Extracted material ::
══════════════════════════════
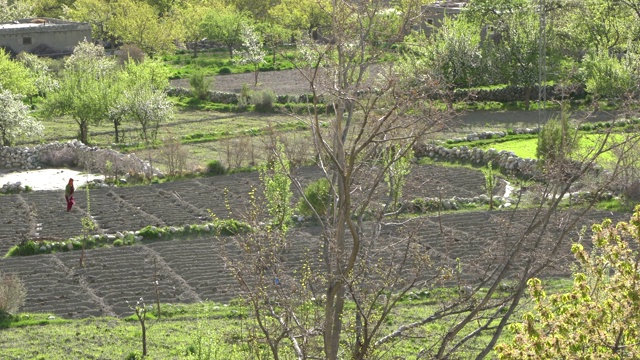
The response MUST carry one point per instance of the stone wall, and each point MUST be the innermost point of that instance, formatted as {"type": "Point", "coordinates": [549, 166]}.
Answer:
{"type": "Point", "coordinates": [73, 153]}
{"type": "Point", "coordinates": [232, 98]}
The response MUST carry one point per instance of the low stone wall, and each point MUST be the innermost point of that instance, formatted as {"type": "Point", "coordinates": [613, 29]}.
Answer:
{"type": "Point", "coordinates": [232, 98]}
{"type": "Point", "coordinates": [505, 160]}
{"type": "Point", "coordinates": [512, 93]}
{"type": "Point", "coordinates": [70, 154]}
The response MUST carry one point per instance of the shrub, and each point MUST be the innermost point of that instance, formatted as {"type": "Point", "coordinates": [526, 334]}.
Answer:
{"type": "Point", "coordinates": [130, 52]}
{"type": "Point", "coordinates": [24, 249]}
{"type": "Point", "coordinates": [263, 100]}
{"type": "Point", "coordinates": [12, 293]}
{"type": "Point", "coordinates": [317, 193]}
{"type": "Point", "coordinates": [200, 85]}
{"type": "Point", "coordinates": [61, 157]}
{"type": "Point", "coordinates": [557, 140]}
{"type": "Point", "coordinates": [215, 167]}
{"type": "Point", "coordinates": [174, 155]}
{"type": "Point", "coordinates": [245, 95]}
{"type": "Point", "coordinates": [231, 227]}
{"type": "Point", "coordinates": [150, 232]}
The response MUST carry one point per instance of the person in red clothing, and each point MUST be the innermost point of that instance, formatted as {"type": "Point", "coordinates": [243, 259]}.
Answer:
{"type": "Point", "coordinates": [68, 195]}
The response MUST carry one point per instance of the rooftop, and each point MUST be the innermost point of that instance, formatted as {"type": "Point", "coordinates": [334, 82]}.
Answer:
{"type": "Point", "coordinates": [35, 23]}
══════════════════════════════
Count the lines in the records that include the word "response". Report the total alone.

Expected answer :: 5